AIM OF THE EXERCISE
Rename every occurrence of "marker" to "dot" throughout the material below, leaving everything else unchanged.

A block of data
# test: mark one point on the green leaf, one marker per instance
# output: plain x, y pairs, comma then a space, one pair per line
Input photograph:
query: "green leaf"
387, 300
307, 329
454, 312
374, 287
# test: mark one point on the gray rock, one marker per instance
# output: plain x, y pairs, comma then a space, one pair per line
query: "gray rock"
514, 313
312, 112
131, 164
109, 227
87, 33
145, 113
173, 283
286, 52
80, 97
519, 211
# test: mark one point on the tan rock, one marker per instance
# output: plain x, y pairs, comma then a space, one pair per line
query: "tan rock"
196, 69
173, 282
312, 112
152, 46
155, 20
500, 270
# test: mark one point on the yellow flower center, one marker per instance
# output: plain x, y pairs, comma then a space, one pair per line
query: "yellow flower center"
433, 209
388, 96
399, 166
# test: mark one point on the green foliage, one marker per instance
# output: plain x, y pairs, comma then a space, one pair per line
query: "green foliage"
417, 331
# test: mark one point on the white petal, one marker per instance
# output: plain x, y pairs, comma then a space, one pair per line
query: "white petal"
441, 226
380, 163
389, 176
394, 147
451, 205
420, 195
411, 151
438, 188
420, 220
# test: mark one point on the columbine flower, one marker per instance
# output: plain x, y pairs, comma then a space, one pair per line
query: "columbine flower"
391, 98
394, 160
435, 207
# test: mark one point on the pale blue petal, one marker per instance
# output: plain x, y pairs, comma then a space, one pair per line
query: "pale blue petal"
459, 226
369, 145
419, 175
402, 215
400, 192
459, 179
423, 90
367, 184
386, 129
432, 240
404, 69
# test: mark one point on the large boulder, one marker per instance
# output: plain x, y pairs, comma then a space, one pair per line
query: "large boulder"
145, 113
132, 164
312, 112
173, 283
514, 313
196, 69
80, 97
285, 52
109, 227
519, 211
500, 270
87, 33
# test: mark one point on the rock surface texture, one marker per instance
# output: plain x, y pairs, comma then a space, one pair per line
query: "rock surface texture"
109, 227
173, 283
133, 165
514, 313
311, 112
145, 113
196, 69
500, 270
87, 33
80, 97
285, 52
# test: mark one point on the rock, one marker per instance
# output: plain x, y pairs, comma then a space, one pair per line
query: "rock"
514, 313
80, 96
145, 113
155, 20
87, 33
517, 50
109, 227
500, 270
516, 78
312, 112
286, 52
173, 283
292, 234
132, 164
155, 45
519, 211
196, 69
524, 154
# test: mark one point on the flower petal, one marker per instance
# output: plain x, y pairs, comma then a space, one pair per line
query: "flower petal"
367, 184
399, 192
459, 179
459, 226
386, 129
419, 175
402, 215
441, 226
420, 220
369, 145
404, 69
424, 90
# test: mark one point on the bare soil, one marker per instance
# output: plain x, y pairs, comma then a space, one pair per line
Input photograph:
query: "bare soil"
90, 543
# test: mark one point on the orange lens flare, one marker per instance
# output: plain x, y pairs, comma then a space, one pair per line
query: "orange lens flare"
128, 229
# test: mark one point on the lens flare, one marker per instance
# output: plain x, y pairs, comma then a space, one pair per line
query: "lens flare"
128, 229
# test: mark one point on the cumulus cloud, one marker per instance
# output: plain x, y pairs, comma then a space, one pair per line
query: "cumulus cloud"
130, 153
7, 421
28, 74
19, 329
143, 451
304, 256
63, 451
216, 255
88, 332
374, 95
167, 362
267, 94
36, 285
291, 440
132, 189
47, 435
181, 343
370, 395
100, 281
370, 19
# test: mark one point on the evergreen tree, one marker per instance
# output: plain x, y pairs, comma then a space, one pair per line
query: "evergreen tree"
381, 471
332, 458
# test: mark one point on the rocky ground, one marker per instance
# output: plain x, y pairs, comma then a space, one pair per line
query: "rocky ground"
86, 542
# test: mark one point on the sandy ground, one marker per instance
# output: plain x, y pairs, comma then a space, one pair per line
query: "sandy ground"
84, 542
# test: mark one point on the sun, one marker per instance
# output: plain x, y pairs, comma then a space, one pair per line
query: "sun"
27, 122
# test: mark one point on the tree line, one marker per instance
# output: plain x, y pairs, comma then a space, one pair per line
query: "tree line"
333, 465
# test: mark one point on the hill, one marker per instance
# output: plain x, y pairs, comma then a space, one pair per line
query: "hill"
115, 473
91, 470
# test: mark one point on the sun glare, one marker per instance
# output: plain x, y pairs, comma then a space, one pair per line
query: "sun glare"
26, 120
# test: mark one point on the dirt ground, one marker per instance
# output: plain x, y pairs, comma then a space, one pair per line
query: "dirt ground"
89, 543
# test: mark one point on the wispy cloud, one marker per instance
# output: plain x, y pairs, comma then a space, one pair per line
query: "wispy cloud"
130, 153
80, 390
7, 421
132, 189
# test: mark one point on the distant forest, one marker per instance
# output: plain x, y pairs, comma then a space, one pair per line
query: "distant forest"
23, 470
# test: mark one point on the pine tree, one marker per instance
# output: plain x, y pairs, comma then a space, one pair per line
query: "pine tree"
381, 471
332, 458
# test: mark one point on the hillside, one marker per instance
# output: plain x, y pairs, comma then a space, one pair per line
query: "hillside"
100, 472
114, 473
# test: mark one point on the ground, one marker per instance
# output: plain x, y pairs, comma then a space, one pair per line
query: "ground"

FINISHED ANSWER
# test: mark one point on the green leaf, one dot per instance
# output: plain x, y pairs, comma then a space, one pair per line
Input photograph:
query: "green leaf"
387, 300
307, 329
454, 312
374, 287
# test: mark one point on the gray rock, one dot per instance
# output: plain x, y pairs, comma then a space, one pair per line
query: "gray rock"
514, 313
312, 112
131, 164
109, 227
87, 33
145, 113
173, 283
286, 52
80, 97
519, 211
# test: mark one point on the tan rock, one dot per instance
# output: plain x, y pairs, comma then a space, one pair per line
query: "tan rock"
196, 69
173, 282
312, 112
152, 46
155, 20
500, 270
# test: mark one point on the yellow flower center, one dot per instance
# output: plain x, y pairs, comma then a space, one pair per line
query: "yellow flower center"
433, 209
388, 96
399, 166
# test: mark one point on the green foliage, one dot per instance
# output: plain x, y pairs, comma then a space, one pair per line
query: "green foliage"
417, 331
# test: mark one point on the white petal, one dot per instance
# output: plain x, y pairs, comma then a space, one pair per line
query: "white petal"
441, 226
380, 163
389, 176
394, 147
451, 205
420, 195
411, 151
438, 188
420, 220
# test: mark one point on the columbine flower, one dot per instance
# output: plain x, y pairs, comma then a space, one pair per line
query: "columbine flower"
391, 98
394, 160
435, 207
# test: mark one point on the pale blue petal, one dot per instance
# output: plain x, y pairs, comma then a space, one pair per line
query: "pale blue petal"
459, 226
369, 145
419, 175
402, 215
400, 192
459, 179
423, 90
367, 184
386, 129
432, 240
404, 69
# test: mark one point on the large boulder, one dot per instance
# output: plain x, y pairs, comma then a space, one pair per line
query: "large boulder"
145, 113
132, 164
312, 112
173, 283
514, 313
196, 69
80, 97
285, 52
109, 227
519, 211
500, 270
87, 33
# test: mark one point on the rock surface texture, one dot per instance
# output: plain x, y pairs, comma then a space, one pair per line
query: "rock surface texture"
109, 227
173, 283
133, 165
514, 313
311, 112
145, 113
196, 69
500, 270
87, 33
80, 97
285, 52
# test: mark one point on the rock, one dot per instance
# output: plain x, y pairs, comma then a space, one pair per line
query: "rock"
514, 313
80, 96
145, 113
155, 20
87, 33
517, 50
109, 227
500, 270
516, 78
312, 112
286, 52
173, 283
292, 234
132, 164
155, 45
519, 211
196, 69
524, 154
# test: mark one point on the flower petal, one dot per instance
# output: plain x, y pairs, comma then a space, one pair per line
query: "flower petal"
367, 184
399, 192
459, 179
459, 226
386, 129
419, 175
402, 215
441, 226
420, 220
369, 145
404, 69
424, 90
# test: mark one point on the bare soil, one dot per instance
# output: plain x, y pairs, comma then a space, one pair per line
Input photograph:
query: "bare soil"
90, 543
# test: mark one point on the orange lens flare, one dot per instance
# output: plain x, y pairs, comma then a space, one pair per line
query: "orange lens flare"
128, 229
# test: mark one point on the lens flare, one dot per instance
# output: plain x, y pairs, comma then a space, one pair per line
query: "lens flare"
128, 229
# test: mark one point on the cumulus cloud, one dot per instance
# output: plain x, y pairs, comma then a space, one pair per line
query: "cumulus cloud"
130, 153
7, 421
28, 74
19, 329
143, 451
304, 256
63, 451
216, 255
88, 332
374, 95
167, 362
267, 94
36, 285
291, 440
132, 189
47, 435
181, 343
370, 395
100, 281
370, 19
# test: mark one point on the evergreen tree, one dot per instance
# output: plain x, y pairs, comma then a space, one pair per line
query: "evergreen tree"
381, 471
332, 458
# test: mark one point on the rocky ground, one dot per instance
# output: plain x, y pairs, comma then a space, one pair per line
query: "rocky ground"
86, 542
# test: mark one point on the sandy ground, one dot per instance
# output: plain x, y pairs, comma then a space, one pair per line
query: "sandy ground"
84, 542
# test: mark one point on the sun, one dot per instance
# output: plain x, y pairs, comma then a space, one pair per line
query: "sun"
27, 122
# test: mark one point on the tree line, one dot per instance
# output: plain x, y pairs, comma then a space, one pair per line
query: "tree line"
333, 465
# test: mark one point on the hill, one dot per instance
# output: plain x, y pairs, comma then a space, one pair per line
query: "hill"
115, 473
91, 470
# test: mark one point on the sun glare, one dot per instance
# output: plain x, y pairs, comma then a space, one pair per line
query: "sun glare"
26, 120
# test: mark one point on the dirt ground, one dot per instance
# output: plain x, y pairs, comma then a space, one pair per line
query: "dirt ground"
89, 543
# test: mark one point on the wispy cloud, one dot per instance
# output: plain x, y pairs, comma then a space, one pair per line
query: "wispy cloud"
130, 153
80, 390
7, 421
132, 189
# test: mark one point on the distant forest, one dot per instance
# output: plain x, y pairs, comma then a space, one pair per line
query: "distant forest"
23, 470
# test: mark one point on the pine tree, one dot per instance
# output: plain x, y pairs, comma then a space, one pair per line
query: "pine tree"
381, 471
332, 458
# test: mark one point on the hillside, one dot per instance
# output: plain x, y pairs, comma then a space, one pair per line
query: "hillside"
100, 472
114, 473
# test: mark one point on the ground, one dot per instance
# output: plain x, y pairs, comma then a space, one pair per line
query: "ground"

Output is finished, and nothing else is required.